* Task details *
Reproduce the records that follow in full, excluding any picture they contain.

* Data for processing *
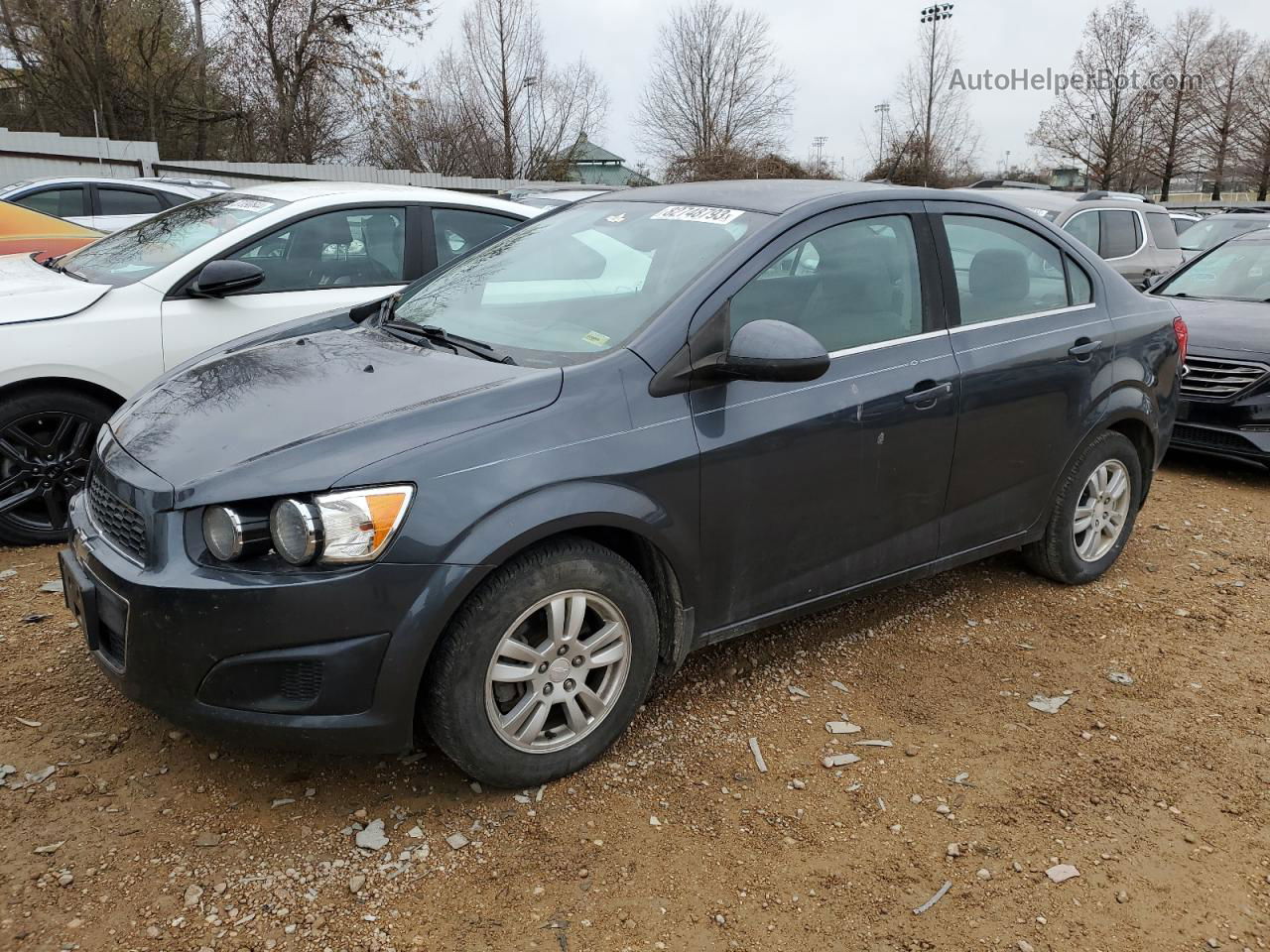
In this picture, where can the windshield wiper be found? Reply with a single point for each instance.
(439, 335)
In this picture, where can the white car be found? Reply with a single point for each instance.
(84, 333)
(102, 203)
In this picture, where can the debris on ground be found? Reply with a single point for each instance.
(758, 756)
(1048, 705)
(934, 898)
(1062, 873)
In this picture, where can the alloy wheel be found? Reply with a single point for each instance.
(558, 671)
(1101, 511)
(44, 462)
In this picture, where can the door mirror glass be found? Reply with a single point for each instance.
(776, 352)
(227, 277)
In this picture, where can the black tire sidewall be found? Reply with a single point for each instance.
(49, 402)
(454, 705)
(1109, 445)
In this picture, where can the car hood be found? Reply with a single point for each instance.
(32, 293)
(1225, 325)
(298, 414)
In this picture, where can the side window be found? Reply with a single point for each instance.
(458, 230)
(1002, 270)
(1080, 290)
(1121, 234)
(59, 202)
(847, 286)
(1162, 231)
(1083, 226)
(353, 248)
(125, 200)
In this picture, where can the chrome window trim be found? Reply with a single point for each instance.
(1070, 308)
(1142, 225)
(881, 344)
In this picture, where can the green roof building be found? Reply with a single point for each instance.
(594, 166)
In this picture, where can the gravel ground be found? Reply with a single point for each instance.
(148, 838)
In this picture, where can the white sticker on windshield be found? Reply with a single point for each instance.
(249, 204)
(697, 212)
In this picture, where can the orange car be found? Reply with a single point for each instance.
(23, 231)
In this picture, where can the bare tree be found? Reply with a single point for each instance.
(716, 87)
(1228, 61)
(1096, 121)
(1176, 61)
(1254, 135)
(299, 61)
(938, 107)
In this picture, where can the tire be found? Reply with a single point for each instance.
(1058, 553)
(46, 439)
(463, 692)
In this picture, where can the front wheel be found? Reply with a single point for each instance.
(46, 439)
(544, 666)
(1092, 515)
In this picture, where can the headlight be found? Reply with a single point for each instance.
(352, 526)
(231, 534)
(296, 531)
(358, 524)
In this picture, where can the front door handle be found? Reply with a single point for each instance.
(1083, 348)
(929, 395)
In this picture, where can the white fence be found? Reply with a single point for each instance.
(44, 155)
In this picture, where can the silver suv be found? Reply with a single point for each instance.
(1135, 238)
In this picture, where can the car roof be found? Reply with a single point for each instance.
(767, 195)
(108, 180)
(1047, 199)
(379, 191)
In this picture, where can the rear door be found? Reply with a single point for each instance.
(119, 206)
(318, 262)
(808, 489)
(1034, 345)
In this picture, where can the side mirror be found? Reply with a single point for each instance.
(775, 352)
(225, 277)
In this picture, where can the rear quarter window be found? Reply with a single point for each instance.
(1162, 231)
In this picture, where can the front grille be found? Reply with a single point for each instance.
(1216, 439)
(121, 525)
(1219, 379)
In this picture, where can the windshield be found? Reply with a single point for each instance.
(1207, 234)
(1238, 271)
(578, 282)
(137, 252)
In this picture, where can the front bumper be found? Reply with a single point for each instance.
(1222, 429)
(302, 660)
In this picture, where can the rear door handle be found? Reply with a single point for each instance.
(929, 395)
(1083, 347)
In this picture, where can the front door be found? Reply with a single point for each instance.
(1034, 347)
(320, 263)
(808, 489)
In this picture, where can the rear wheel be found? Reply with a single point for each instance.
(544, 666)
(46, 439)
(1092, 515)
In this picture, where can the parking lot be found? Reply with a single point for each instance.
(146, 838)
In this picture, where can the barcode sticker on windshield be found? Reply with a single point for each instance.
(249, 204)
(697, 212)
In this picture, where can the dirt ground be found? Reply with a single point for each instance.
(148, 838)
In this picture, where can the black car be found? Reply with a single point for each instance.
(529, 485)
(1224, 298)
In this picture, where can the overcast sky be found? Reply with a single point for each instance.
(846, 58)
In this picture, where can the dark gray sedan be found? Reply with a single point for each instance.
(1224, 298)
(503, 502)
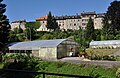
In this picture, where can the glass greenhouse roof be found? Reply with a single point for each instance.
(35, 45)
(108, 42)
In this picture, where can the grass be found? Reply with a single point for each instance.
(1, 65)
(77, 69)
(100, 52)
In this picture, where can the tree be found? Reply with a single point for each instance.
(112, 19)
(4, 28)
(90, 30)
(30, 31)
(51, 22)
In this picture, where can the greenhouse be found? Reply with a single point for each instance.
(47, 49)
(109, 44)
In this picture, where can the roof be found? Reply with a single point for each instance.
(107, 42)
(35, 45)
(88, 13)
(42, 18)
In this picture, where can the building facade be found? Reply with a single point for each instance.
(47, 49)
(74, 22)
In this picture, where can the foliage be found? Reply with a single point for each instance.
(20, 62)
(4, 29)
(34, 64)
(51, 22)
(112, 20)
(90, 33)
(30, 31)
(118, 73)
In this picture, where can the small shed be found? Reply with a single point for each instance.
(108, 44)
(47, 49)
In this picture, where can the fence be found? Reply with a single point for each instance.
(44, 74)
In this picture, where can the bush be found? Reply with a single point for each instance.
(118, 73)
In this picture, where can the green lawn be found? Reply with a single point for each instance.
(1, 65)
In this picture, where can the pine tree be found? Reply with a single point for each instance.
(4, 27)
(90, 30)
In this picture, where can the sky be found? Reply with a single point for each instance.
(29, 10)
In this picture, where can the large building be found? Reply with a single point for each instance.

* Result *
In this picture, where can the windshield wiper be found? Reply with a single point for each instance.
(439, 335)
In this picture, where can the white car be found? Reply with a single point for each instance.
(84, 333)
(102, 203)
In this picture, where can the debris on ground be found? Reply with a single point for each instance.
(758, 756)
(1048, 705)
(934, 898)
(1062, 873)
In this picture, where can the alloy wheel be found? Reply with a single point for each instance.
(558, 671)
(1101, 511)
(44, 462)
In this picture, where can the door mirror glass be found? Reply with a single point for each instance.
(776, 352)
(227, 277)
In this picture, where can the black tire sidewall be found? Reply with a single point for each instance.
(49, 402)
(454, 705)
(1109, 445)
In this picture, where can the car hood be found? Reply with a single point for each instance.
(32, 293)
(1225, 325)
(298, 414)
In this picture, where can the side window be found? Reply with a single point for each instance.
(458, 230)
(1002, 270)
(1080, 290)
(1121, 234)
(59, 202)
(847, 286)
(1162, 231)
(1083, 226)
(353, 248)
(125, 200)
In this picture, where can the chrome window trim be found? Reply with a single point for each instance.
(1070, 308)
(1142, 225)
(881, 344)
In this picture, where can the green roof building be found? Reply with a single point for each instance.
(594, 166)
In this picture, where can the gravel ground be found? Reply with a single point for each instance.
(148, 838)
In this picture, where can the white sticker on windshield be found? Reply with a single point for each instance.
(249, 204)
(697, 212)
In this picture, where can the orange car be found? Reply with a single point for each instance.
(23, 231)
In this picture, where can the bare tree be found? Reply with a single point for each instance.
(716, 87)
(1228, 61)
(1096, 121)
(1176, 61)
(1254, 135)
(299, 61)
(938, 107)
In this picture, where can the tire be found? Reply with a single point for each instance.
(1058, 553)
(46, 439)
(463, 692)
In this picture, where can the front wheel be found? Reply with a single point for each instance.
(46, 439)
(544, 666)
(1092, 515)
In this picture, where can the headlight be found? Reply with a single point for each instance.
(352, 526)
(231, 534)
(296, 531)
(358, 524)
In this picture, where can the front door handle be found? Reply with a single point for each instance.
(1083, 348)
(929, 395)
In this picture, where can the white fence be found? Reply with a single point for each instance.
(44, 155)
In this picture, where can the silver suv be found? Reply with a single point for each instance.
(1135, 238)
In this picture, where can the car roof be found? Reply with a single point for each instance.
(767, 195)
(108, 180)
(1047, 199)
(379, 191)
In this picture, where can the rear door be found? Reply with a single point for each instance.
(119, 206)
(318, 262)
(808, 489)
(1034, 345)
In this picture, where can the side mirror be found? Reply with a single point for each instance.
(775, 352)
(225, 277)
In this picture, where can the rear quarter window be found? Reply with a single point for each instance.
(1162, 231)
In this picture, where can the front grille be found? Reply with a single point for each instance.
(1216, 439)
(121, 525)
(1219, 379)
In this picture, where can the windshield be found? Reply with a single point for each instance.
(1207, 234)
(1238, 271)
(578, 282)
(137, 252)
In this picture, where can the front bumper be found? Reply with a single point for each instance.
(1222, 429)
(302, 660)
In this picture, where can the rear door handle be found? Reply with a single point for each instance.
(929, 395)
(1083, 347)
In this picture, where can the front door be found? Reply with a single point for each instance.
(1034, 347)
(320, 263)
(808, 489)
In this picture, where can the rear wheel be found? Reply with a single point for each instance.
(544, 666)
(46, 439)
(1092, 515)
In this picture, where can the parking lot be found? Reply with a single point for each instance.
(146, 838)
In this picture, where can the barcode sticker on windshield be found? Reply with a single point for each instance.
(249, 204)
(697, 212)
In this picture, where can the dirt ground be found? Reply with a single point for each instance.
(148, 838)
In this picture, where can the black car be found? Reply with a single point for each instance.
(529, 485)
(1224, 298)
In this picture, where can the overcast sky be found? Reply with a single point for each instance.
(846, 58)
In this picture, where can the dark gray sedan be found? Reply with a single point for each instance.
(1224, 298)
(503, 502)
In this picture, where can the glass greenhouse roof be found? Reply with a single point for each instance.
(35, 45)
(108, 42)
In this picture, where can the grass be found? Reply with a single point for each instance.
(1, 65)
(77, 69)
(100, 52)
In this picture, where can the tree be found? Reply with a single point for each instance.
(112, 19)
(4, 28)
(90, 30)
(30, 31)
(51, 22)
In this picture, where can the greenhouse be found? Reply with a single point for each instance.
(47, 49)
(109, 44)
In this picture, where can the roof be found? Reply with a single point for each instance.
(107, 42)
(35, 45)
(88, 13)
(42, 18)
In this picture, where can the building facade be found? Reply with a single point for each instance.
(47, 49)
(74, 22)
In this picture, where can the foliage be found? Reply with a single point for each instance.
(20, 62)
(4, 29)
(34, 64)
(51, 22)
(112, 20)
(90, 33)
(30, 31)
(118, 73)
In this picture, where can the small shed be found? Reply with a single point for each instance.
(108, 44)
(47, 49)
In this picture, where can the fence be found? Reply with a single point for each instance.
(44, 74)
In this picture, where can the bush be found? Reply with a single point for each instance.
(118, 73)
In this picture, where can the green lawn be found? Reply with a single point for each instance.
(1, 65)
In this picture, where can the pine tree be found? Reply with a single point for each instance.
(4, 27)
(90, 30)
In this picture, where can the sky be found? Reply with a single point for each instance.
(29, 10)
In this picture, where can the large building be found? Reply with a single point for each instance.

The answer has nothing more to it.